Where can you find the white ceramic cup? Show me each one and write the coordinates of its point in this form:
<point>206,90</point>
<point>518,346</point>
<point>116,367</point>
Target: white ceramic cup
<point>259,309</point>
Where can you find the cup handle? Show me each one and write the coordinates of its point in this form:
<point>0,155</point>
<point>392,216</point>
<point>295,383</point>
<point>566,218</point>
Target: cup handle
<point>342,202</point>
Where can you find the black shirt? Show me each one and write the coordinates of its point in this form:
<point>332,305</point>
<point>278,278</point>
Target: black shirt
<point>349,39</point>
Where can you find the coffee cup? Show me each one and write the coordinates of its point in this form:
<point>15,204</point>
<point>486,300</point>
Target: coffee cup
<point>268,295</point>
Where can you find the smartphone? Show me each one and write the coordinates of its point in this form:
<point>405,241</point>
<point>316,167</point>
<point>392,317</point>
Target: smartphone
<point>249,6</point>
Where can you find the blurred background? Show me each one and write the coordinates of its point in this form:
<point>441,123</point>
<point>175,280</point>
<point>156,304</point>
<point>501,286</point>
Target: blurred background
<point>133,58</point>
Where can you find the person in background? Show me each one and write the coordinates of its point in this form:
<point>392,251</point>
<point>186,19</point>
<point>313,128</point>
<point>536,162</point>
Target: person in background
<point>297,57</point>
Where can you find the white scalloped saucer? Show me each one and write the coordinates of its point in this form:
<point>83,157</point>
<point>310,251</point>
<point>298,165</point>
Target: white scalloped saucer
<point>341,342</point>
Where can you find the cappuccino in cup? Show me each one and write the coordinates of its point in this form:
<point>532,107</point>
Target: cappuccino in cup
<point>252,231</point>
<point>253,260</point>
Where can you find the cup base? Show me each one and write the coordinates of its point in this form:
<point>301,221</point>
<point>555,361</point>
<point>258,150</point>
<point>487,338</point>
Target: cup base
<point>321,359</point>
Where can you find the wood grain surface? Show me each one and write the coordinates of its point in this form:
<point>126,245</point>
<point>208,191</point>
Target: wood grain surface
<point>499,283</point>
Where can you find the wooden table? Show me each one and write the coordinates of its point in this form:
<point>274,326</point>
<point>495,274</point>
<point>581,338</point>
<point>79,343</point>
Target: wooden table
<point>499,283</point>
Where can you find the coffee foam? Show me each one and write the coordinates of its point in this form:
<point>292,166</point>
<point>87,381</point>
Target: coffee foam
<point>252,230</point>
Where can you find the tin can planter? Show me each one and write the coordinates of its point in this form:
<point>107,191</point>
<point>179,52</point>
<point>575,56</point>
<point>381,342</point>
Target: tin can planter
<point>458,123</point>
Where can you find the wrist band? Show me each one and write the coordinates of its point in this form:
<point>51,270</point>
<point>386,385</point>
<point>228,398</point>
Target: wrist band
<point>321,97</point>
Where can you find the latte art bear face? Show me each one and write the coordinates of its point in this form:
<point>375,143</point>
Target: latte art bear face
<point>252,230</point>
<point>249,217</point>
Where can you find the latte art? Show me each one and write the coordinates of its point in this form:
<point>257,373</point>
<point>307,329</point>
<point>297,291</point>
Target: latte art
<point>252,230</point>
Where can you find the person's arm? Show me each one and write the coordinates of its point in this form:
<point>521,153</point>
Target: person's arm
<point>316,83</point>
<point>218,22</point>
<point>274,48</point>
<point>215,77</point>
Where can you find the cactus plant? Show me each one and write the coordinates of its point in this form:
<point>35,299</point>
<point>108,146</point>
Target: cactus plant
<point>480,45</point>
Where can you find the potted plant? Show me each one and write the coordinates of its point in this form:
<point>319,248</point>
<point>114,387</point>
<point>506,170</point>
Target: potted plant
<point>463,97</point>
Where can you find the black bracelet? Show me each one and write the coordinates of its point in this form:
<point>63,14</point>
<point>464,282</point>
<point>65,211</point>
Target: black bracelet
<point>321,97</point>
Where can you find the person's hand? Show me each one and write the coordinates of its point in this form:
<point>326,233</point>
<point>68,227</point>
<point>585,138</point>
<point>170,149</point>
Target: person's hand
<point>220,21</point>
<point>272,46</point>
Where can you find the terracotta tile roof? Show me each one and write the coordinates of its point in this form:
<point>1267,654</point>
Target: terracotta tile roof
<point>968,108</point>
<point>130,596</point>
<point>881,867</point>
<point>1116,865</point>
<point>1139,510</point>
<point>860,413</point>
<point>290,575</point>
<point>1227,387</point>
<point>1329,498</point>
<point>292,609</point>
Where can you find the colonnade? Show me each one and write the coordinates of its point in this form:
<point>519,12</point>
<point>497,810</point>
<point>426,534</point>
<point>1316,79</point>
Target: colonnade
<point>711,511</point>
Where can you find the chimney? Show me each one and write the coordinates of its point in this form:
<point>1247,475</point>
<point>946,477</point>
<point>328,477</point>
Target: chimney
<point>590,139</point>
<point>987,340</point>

-------

Return all of the records above line for line, without changing a single character.

Where can you find the white ceramic cup? Show me each one and write the coordinates of its point in this form:
<point>206,90</point>
<point>518,346</point>
<point>116,367</point>
Target: white ceramic cup
<point>259,309</point>
Where can you find the cup handle? Show me each one and write the coordinates of its point in this form:
<point>0,155</point>
<point>392,216</point>
<point>295,383</point>
<point>566,218</point>
Target: cup handle
<point>342,202</point>
Where can you find the black shirt? Show me each one and write the coordinates of its point in this form:
<point>332,305</point>
<point>278,278</point>
Target: black shirt
<point>349,39</point>
Where can you find the coffee cup? Show me each one and write the coordinates of its point in this form:
<point>15,204</point>
<point>486,300</point>
Target: coffee cup
<point>268,295</point>
Where can you find the smartphone? Show me each one and write the coordinates of its point in this form:
<point>405,241</point>
<point>316,167</point>
<point>392,317</point>
Target: smartphone
<point>249,6</point>
Where can you find the blurred background? Show me each one and write the coordinates of its point in this form:
<point>441,123</point>
<point>175,280</point>
<point>156,304</point>
<point>501,286</point>
Target: blurred background
<point>133,58</point>
Where can you find the person in background? Show me each one and write the coordinates of its point in this form:
<point>392,251</point>
<point>186,19</point>
<point>313,128</point>
<point>536,162</point>
Target: person in background
<point>297,57</point>
Where can you find the white scalloped saucer? Show me each one and write the coordinates of its point in this form:
<point>83,157</point>
<point>310,251</point>
<point>298,165</point>
Target: white scalloped saucer
<point>341,342</point>
Where can you find the cappuccino in cup? Show me each one and write the coordinates of its point in this form:
<point>532,107</point>
Target: cappuccino in cup
<point>252,231</point>
<point>253,260</point>
Where can you find the cup base? Show me each one and write the coordinates of its point in this form:
<point>301,221</point>
<point>555,361</point>
<point>258,150</point>
<point>487,338</point>
Target: cup base
<point>321,359</point>
Where can you find the wood grain surface? Show me each one and write the coordinates of its point in this form:
<point>126,245</point>
<point>208,191</point>
Target: wood grain surface
<point>499,283</point>
Where can you find the wooden table? Show me each one and write the coordinates of its point in this form:
<point>274,326</point>
<point>495,274</point>
<point>581,338</point>
<point>79,343</point>
Target: wooden table
<point>499,283</point>
Where can you find the coffee foam? Show me each one and write the coordinates of its point in this form:
<point>292,166</point>
<point>87,381</point>
Target: coffee foam
<point>252,230</point>
Where can you find the tin can planter? Show me each one and write the coordinates of its point in this form:
<point>107,191</point>
<point>179,52</point>
<point>575,56</point>
<point>381,342</point>
Target: tin can planter
<point>458,123</point>
Where can you find the wrist band? Show me each one and write the coordinates of its point in this form:
<point>51,270</point>
<point>386,385</point>
<point>228,398</point>
Target: wrist band
<point>321,97</point>
Where can you find the latte art bear face? Show me each one and write the coordinates of its point in this form:
<point>375,143</point>
Target: latte art bear face
<point>252,230</point>
<point>249,217</point>
Where can you find the latte art? Show me each one and write the coordinates of its point in this form:
<point>257,373</point>
<point>307,329</point>
<point>297,291</point>
Target: latte art
<point>252,230</point>
Where can you find the person's arm? Show me each one and write the coordinates of its point in this form:
<point>521,153</point>
Target: person's arm
<point>316,83</point>
<point>218,22</point>
<point>274,48</point>
<point>215,77</point>
Where can you find the cactus plant? Show me each one and write the coordinates of its point in this form:
<point>35,299</point>
<point>108,146</point>
Target: cactus plant
<point>480,45</point>
Where can you find the potted plant? Show me each one and write the coordinates of its point in this form:
<point>319,248</point>
<point>114,387</point>
<point>506,170</point>
Target: potted plant
<point>463,97</point>
Where can you find the black bracelet? Show me each one and write the coordinates of its point in this form:
<point>63,14</point>
<point>464,282</point>
<point>65,211</point>
Target: black bracelet
<point>321,97</point>
Where can you find the person's hand? Show me each one and write the coordinates of its point in this form:
<point>326,233</point>
<point>68,227</point>
<point>585,138</point>
<point>170,149</point>
Target: person's hand
<point>220,21</point>
<point>272,46</point>
Where can you find the terracotta tile roof? Show me each one and write the coordinates of its point in this form:
<point>1267,654</point>
Target: terracotta tile roof
<point>968,108</point>
<point>130,596</point>
<point>881,867</point>
<point>1116,865</point>
<point>1139,510</point>
<point>860,413</point>
<point>290,575</point>
<point>1227,387</point>
<point>1329,498</point>
<point>292,609</point>
Where can you find the colonnade? Show me each one and write the coordinates of its point in this form:
<point>519,12</point>
<point>497,810</point>
<point>426,534</point>
<point>1316,79</point>
Target: colonnade
<point>711,511</point>
Where can you find the chimney? Show me each one and write the coordinates of its point in this form:
<point>1247,475</point>
<point>946,477</point>
<point>328,477</point>
Target: chimney
<point>590,139</point>
<point>987,340</point>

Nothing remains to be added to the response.